start Passage given

The 7 Layers of a Production App
This article outlines the base elements that an application developer eventually has to consider while designing, creating and deploying contemporary software made for public or private distribution which processes data in some way and provides some form of user interface experience.
What is an Application?
Contemporary venacular loosely lumps anything which provides some sort of user interface to a computer program into the term app which is short for application. Ultimately, for the all but the most particular of souls (such as myself), every piece of software is an 'app' now.
If you are writing tools, frameworks, APIs, or any other sofware which falls outside of the context as described, then only a subset of these layers may apply to your software. For our purposes, we are explicity concerned with the design and implementation of a modern web and/or mobile application deployed for 24/7 multi-user service.
6 Critical Layers
- Application Stack
The technologies, components, APIs, packages and layers of your application, from project root inward exclusive of static assets and inclusive of all actionable code which shall, at some point, be compiled or interpreted. Some parts of your application stack will also be part of your server stack.
Files (typically) that are not executed or compiled and passed to the client without processing. File types such as CSS, fonts and images are almost always considered static assets, but an asset (or static asset if you prefer) has no restriction on file type. Any dynamically (as in on-the-fly or generated-per-request) constructed element cease to be considered an asset for our purposes. A file which is generated by a pre-processor, for instance, becomes an asset while the file processed by the pre-processor shall be considered actionable code. Technically a static sub-set of your application stack or data sets.
- Data Sets
All data is data, so to speak. Your program is, in fact, data. But in this context the reference is to actual data collected and processed by your program in some way and most likely stored somewhere. This may be a large distributed database, a collection of spreadsheets, a collection of files (like your database ultimately is), or a collection of bytes in some form of memory buffer (like your database, or file system, could be). The point is, any container which holds data-at-rest shall be considered a data set (or store, collection, table, etc), which therefore may be considered to have state.
Ultimately your program (application stack), assets and data all must live in some physical location(s). Even if it only exists in your mind. Whatever physical resources your program requires for one complete deployment is what shall be considered your application's infrastructure, regardless of the geo-physical boundaries it occupies.
- Program Flow
If all your program does is nothing, it is probably very boring. Program flow defines how a program sends bits of data from one piece, component or service to another. Whether that other is within the program itself or external to it is of little consequence. Any movement of data, signal emitted, or side-effect incurred shall be considered part of program flow. An application's state may be said to be a snapshot of the program's flow frozen in time.
- Server Stack
This is the system of software and technology that resides between your infrastructure and your application, enabling your software to be executed (or interpreted). It also generally provides the mechanisms which enable the storage and retrieval of your data, process and resource management. Logging, monitoring and management tools are always available at this layer, although at times an interface may be provided by the provider of one's infrastructure and one's infrastructure may be logged, monitored and managed from somewhere within one's server stack.

end Passage given
start Input data

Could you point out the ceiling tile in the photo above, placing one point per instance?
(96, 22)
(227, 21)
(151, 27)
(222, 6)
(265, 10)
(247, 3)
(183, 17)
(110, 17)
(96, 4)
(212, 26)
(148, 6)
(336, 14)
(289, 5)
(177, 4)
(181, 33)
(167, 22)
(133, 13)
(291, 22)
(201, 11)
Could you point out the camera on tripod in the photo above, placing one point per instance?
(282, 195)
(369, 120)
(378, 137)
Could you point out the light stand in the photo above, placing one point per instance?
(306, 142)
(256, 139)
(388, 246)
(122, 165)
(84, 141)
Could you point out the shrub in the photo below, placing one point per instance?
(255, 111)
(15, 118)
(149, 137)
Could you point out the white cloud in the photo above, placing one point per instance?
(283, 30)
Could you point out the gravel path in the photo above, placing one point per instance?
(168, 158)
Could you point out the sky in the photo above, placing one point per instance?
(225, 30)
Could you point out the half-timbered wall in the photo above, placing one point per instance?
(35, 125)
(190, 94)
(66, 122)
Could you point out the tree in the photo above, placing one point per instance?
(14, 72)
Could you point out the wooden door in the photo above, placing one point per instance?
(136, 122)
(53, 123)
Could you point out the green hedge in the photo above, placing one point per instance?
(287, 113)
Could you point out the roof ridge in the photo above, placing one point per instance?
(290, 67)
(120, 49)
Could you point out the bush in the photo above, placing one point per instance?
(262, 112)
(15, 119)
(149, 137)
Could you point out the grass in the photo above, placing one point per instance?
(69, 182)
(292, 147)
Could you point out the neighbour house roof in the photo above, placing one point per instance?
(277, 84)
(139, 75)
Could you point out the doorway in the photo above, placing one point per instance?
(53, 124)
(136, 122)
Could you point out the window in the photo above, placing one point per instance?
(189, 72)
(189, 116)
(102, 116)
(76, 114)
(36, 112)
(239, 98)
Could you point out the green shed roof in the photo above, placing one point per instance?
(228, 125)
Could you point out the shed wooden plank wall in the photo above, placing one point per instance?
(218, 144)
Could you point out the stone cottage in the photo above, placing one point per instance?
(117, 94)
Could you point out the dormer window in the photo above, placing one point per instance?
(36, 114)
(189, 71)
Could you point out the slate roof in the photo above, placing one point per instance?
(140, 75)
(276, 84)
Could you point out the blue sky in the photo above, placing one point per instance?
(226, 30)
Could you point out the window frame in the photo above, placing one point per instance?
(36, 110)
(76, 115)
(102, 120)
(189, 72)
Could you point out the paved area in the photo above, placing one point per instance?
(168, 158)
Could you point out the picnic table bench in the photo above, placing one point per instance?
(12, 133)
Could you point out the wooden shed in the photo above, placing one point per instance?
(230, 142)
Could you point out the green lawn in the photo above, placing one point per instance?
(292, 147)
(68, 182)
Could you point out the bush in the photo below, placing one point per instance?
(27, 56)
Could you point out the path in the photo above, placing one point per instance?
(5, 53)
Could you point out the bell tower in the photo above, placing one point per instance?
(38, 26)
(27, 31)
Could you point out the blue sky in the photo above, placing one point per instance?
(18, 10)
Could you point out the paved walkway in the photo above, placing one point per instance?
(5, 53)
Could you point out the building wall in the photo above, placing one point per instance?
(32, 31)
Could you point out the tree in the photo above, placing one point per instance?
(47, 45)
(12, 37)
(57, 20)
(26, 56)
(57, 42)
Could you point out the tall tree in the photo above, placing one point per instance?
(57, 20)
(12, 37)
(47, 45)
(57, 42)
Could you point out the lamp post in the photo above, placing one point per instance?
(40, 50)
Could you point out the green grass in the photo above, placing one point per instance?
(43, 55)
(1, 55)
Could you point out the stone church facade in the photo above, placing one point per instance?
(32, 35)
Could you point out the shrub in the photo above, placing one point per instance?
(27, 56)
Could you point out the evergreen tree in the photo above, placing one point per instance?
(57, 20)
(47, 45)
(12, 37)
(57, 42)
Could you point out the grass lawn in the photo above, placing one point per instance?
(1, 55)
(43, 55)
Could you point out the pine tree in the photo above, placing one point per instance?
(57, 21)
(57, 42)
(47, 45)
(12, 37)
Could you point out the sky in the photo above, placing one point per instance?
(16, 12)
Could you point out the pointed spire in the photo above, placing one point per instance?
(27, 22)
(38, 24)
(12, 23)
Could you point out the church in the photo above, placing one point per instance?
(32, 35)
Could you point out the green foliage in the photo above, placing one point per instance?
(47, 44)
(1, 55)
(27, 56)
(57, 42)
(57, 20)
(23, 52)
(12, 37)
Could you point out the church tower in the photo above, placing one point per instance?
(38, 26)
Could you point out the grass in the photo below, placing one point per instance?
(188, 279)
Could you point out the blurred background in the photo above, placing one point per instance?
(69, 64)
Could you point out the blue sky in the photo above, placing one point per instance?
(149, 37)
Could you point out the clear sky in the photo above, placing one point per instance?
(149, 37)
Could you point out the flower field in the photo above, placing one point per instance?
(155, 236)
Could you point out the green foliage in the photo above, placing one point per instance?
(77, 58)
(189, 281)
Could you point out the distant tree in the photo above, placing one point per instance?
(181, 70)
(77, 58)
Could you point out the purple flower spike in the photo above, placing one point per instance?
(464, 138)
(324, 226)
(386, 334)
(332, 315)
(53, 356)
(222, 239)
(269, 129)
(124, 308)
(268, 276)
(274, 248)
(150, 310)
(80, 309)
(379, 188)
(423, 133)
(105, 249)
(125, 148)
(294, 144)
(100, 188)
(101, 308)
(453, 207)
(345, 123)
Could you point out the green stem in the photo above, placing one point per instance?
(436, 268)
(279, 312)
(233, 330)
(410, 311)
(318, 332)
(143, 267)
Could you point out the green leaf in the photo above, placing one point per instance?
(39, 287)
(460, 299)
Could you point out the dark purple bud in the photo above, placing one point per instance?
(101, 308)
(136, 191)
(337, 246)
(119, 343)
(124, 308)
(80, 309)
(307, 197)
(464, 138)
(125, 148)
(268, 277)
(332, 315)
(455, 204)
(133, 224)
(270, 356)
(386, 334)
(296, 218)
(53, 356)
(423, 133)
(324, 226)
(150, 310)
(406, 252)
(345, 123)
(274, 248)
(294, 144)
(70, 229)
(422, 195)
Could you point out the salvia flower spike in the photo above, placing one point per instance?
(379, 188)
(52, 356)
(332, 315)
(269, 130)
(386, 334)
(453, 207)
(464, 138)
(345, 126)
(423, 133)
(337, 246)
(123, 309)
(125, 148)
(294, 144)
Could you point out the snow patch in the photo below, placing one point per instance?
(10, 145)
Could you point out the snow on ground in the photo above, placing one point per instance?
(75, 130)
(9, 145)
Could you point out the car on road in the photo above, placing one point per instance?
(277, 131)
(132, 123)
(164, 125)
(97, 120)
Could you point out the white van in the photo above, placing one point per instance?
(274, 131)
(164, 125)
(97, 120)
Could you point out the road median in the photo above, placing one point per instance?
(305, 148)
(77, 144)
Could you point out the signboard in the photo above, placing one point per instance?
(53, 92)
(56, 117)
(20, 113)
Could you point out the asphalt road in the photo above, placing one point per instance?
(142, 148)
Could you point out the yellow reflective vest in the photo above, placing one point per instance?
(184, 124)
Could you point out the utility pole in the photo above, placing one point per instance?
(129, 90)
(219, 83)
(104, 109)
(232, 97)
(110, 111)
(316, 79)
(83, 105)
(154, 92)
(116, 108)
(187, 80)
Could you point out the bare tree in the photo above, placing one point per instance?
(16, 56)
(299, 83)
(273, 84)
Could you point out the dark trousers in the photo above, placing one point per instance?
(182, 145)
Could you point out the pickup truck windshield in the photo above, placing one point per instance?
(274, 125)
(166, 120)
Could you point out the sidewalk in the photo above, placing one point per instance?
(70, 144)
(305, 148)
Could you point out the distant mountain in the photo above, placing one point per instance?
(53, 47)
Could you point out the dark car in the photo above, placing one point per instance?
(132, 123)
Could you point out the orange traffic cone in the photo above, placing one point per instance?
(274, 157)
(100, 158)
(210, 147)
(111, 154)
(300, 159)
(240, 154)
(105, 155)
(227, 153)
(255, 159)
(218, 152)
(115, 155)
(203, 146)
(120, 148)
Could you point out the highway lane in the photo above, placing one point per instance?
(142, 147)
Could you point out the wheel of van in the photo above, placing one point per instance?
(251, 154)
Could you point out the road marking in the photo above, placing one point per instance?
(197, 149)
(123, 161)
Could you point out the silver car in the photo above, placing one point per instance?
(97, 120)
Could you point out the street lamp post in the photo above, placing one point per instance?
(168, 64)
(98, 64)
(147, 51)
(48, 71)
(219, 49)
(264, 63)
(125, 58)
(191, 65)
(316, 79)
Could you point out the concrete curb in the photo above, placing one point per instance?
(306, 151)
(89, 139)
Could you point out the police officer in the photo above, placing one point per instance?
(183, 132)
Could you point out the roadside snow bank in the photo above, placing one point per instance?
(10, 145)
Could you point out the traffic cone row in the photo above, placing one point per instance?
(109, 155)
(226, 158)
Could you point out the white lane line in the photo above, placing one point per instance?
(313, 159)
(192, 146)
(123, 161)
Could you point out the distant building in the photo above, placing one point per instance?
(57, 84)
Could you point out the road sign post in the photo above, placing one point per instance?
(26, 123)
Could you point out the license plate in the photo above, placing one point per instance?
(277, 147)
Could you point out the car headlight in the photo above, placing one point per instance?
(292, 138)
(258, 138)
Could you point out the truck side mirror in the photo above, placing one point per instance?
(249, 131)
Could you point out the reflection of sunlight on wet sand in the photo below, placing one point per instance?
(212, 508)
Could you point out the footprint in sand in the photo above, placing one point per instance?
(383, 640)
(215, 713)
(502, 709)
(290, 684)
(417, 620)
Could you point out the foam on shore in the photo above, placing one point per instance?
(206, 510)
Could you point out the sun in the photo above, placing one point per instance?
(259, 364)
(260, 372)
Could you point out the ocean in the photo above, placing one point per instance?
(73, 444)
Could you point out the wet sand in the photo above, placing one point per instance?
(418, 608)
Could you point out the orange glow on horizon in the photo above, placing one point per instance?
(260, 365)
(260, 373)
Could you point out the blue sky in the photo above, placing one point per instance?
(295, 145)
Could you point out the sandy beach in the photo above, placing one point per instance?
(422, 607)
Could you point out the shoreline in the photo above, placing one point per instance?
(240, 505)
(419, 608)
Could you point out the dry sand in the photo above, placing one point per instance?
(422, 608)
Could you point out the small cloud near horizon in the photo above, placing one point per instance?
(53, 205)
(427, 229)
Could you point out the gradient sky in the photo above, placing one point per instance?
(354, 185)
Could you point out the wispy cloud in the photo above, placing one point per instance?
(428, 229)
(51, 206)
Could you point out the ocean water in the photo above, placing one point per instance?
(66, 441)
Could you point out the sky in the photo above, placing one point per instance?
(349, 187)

end Input data

### What is asked
A: In the article on the layers of a production app, what does program flow define?
B: Which lines of the records contain the string "wooden"? Pick out each one, treating case as significant.

### Solutions in order
A: How a program sends bits of data from one piece, component or service to another.

B:
Could you point out the wooden door in the photo above, placing one point per instance?
Could you point out the shed wooden plank wall in the photo above, placing one point per instance?
Could you point out the wooden shed in the photo above, placing one point per instance?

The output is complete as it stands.